Category	How to enable	Use
Network	`-debug=net`	Peer discovery, connection, and message flow.
RPC	`-debug=rpc`	RPC request handling and failures.
HTTP/REST	`-debug=http`	REST and HTTP server behavior.
ZMQ	`-debug=zmq`	ZMQ notifier setup and publishing issues.
Mempool	`-debug=mempool`	Mempool admission and eviction behavior.
Validation	`-debug=validation`	Block and transaction validation.
Reindex	`-debug=reindex`	Reindex progress and failures.
Block storage	`-debug=blockstorage`	Block file and pruning issues.
Coin DB	`-debug=coindb`	Chainstate database issues.
Wallet DB	`-debug=walletdb`	Wallet database issues.
Tor/I2P/proxy	`-debug=tor`, `-debug=i2p`, `-debug=proxy`	Privacy network connectivity.

Enable narrow categories during incident response. Avoid leaving broad -debug=all logging enabled on production nodes unless disk retention is sized for it.

Disk and data growth

Monitor both filesystem free space and the node’s reported chain data size. size_on_disk does not include every operational file, wallet backup, log, or container overlay, so filesystem alerts still matter.

Nodes with txindex=1, block filters, or other indexes need more space and can take longer to recover after unclean shutdowns. Pruned nodes reduce block-file storage but are not suitable for every explorer, exchange, or indexer workload.

*INFORMATION GIVEN*.
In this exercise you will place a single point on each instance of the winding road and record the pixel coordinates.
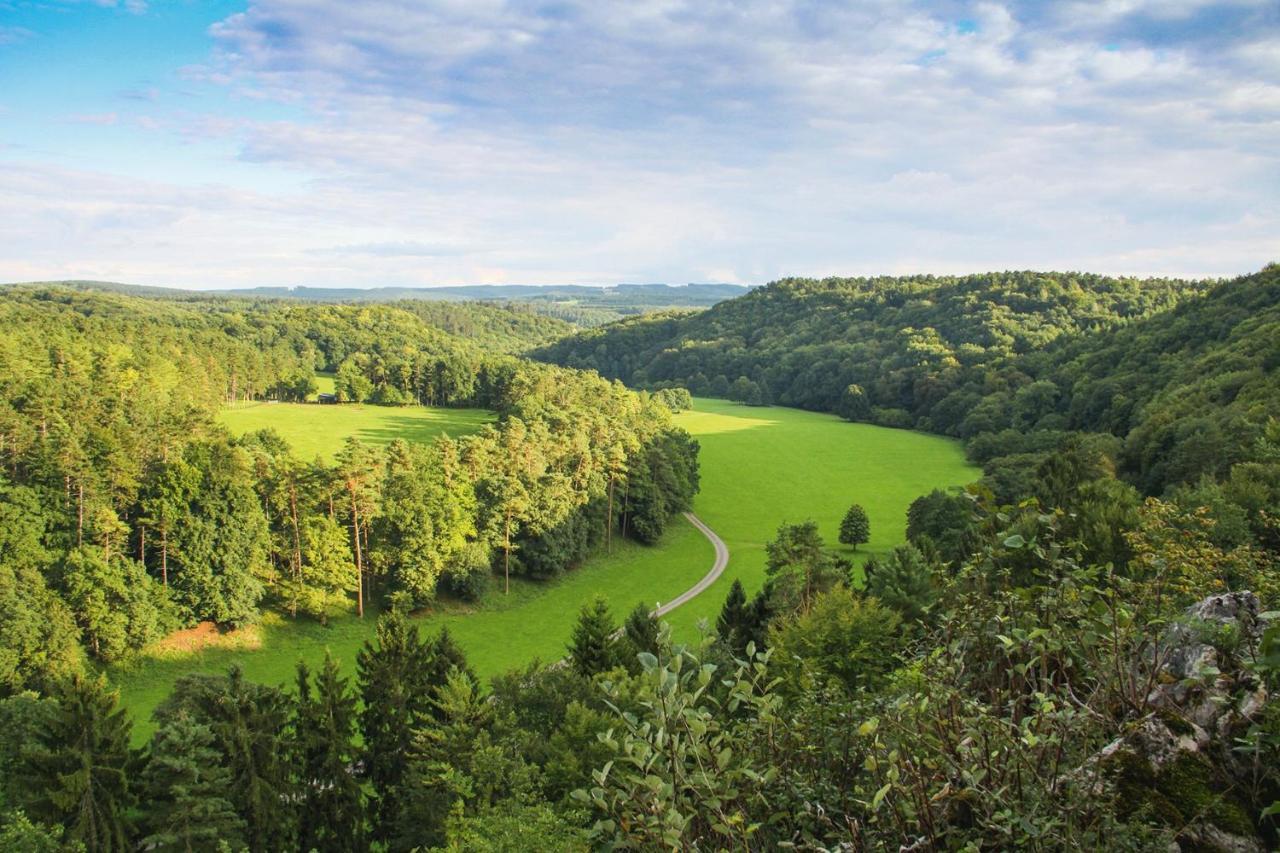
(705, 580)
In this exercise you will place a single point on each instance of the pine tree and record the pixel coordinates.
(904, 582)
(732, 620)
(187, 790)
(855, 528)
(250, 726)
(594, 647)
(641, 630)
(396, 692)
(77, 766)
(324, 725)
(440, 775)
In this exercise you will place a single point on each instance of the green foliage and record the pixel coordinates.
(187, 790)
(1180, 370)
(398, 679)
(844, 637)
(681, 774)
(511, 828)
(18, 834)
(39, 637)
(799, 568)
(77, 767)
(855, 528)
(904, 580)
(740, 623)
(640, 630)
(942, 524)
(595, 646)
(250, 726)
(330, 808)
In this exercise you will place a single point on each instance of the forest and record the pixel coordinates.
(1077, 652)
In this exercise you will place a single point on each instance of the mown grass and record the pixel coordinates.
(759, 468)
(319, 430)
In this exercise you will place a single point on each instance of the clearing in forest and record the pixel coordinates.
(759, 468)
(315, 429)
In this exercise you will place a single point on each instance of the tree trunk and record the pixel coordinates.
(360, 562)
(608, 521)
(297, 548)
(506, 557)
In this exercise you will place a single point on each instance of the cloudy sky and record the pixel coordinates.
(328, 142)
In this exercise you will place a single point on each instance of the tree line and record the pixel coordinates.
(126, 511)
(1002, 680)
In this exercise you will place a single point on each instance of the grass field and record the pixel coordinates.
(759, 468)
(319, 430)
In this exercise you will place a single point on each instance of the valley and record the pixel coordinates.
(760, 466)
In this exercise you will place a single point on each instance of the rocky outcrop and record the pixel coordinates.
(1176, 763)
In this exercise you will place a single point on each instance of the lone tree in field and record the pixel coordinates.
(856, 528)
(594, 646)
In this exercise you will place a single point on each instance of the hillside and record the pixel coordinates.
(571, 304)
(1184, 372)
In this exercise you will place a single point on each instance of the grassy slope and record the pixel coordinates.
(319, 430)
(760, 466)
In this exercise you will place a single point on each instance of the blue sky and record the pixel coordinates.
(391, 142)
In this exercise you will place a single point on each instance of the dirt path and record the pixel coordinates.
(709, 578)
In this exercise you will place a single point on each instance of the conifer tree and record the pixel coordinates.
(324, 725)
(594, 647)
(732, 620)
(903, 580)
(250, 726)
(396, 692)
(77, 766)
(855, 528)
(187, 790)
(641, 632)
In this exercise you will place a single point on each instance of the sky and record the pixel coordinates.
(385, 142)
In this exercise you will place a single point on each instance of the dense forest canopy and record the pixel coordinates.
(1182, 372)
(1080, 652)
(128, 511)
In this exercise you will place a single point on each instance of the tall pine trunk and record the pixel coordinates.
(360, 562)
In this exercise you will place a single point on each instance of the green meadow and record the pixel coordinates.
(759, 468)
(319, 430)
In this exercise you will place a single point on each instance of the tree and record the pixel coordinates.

*EXERCISES*.
- 1) Report every line of the listing that contains the word "green", copying each such line in full.
- 2) Pick up the node operations text after its final sentence and continue writing it.
The node operations text and the listing have no connection to each other.

*TASK-BY-TASK RESULTS*.
- 1)
In this exercise you will place a single point on each instance of the green foliage and record the pixel coordinates.
In this exercise you will place a single point on each instance of the green meadow and record the pixel coordinates.

- 2)
Incident triage

When a node alerts:

Check process state and recent restarts.
Check getblockchaininfo and getnetworkinfo.
Compare best block hash with another controlled node.
Check free disk and recent debug.log errors.
Identify whether the issue is local process health, peer connectivity, disk, wallet state, or chain disagreement.
Pause dependent services if the node is used for deposits, withdrawals, or explorer indexing.

Do not start with -reindex unless logs or database errors point there. Reindexing is a recovery action with real downtime.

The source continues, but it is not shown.